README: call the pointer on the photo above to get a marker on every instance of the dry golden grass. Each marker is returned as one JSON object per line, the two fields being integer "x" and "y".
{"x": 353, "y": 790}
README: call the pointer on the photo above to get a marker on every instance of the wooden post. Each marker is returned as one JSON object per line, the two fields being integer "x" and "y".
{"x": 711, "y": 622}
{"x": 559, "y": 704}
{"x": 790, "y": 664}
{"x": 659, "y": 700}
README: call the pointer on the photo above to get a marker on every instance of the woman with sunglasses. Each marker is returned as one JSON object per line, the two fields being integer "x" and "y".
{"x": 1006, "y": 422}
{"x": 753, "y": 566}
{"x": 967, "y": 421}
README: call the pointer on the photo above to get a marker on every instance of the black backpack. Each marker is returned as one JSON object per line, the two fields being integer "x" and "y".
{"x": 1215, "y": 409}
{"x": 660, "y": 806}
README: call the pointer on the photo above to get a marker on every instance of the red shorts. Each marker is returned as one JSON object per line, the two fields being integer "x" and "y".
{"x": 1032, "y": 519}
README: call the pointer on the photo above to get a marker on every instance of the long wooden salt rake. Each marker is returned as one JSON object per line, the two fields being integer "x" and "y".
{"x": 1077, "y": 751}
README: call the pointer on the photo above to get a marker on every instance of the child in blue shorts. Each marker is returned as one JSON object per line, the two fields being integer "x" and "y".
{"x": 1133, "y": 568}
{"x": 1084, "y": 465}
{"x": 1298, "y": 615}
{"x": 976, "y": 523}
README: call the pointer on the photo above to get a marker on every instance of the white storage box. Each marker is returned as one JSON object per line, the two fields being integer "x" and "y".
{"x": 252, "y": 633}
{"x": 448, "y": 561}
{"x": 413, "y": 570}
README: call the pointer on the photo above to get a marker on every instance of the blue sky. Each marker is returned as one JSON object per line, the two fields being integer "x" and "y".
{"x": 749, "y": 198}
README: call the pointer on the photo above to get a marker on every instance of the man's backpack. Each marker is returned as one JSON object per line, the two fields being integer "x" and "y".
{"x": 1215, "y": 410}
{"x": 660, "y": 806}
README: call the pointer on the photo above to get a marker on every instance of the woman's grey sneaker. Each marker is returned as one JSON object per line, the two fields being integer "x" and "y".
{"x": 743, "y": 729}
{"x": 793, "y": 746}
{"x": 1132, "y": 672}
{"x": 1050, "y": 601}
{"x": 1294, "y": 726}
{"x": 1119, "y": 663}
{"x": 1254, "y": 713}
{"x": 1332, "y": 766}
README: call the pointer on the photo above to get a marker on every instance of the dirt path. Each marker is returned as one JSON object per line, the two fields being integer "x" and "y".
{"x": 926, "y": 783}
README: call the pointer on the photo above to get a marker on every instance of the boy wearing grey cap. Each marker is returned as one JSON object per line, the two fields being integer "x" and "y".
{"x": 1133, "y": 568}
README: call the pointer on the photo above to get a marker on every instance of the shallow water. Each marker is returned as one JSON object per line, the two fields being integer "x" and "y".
══════════════════════════════
Copy out everything from the line containing "the boy wearing" down to the end of the records, requests included. Rescale every x and y coordinate in the answers by multiplying it by 0.9 and rounding to a whole number, with halves rounded up.

README: call the pointer on the photo above to get a marker on every instance of the boy wearing grey cap. Each marker is returned as one JSON object per line, the two fields being integer "x" and "y".
{"x": 1020, "y": 511}
README: call the pointer on the photo above to get a marker on every instance of the shallow water. Each marker is returned as one JSON object per line, the two fields being integer "x" and "y".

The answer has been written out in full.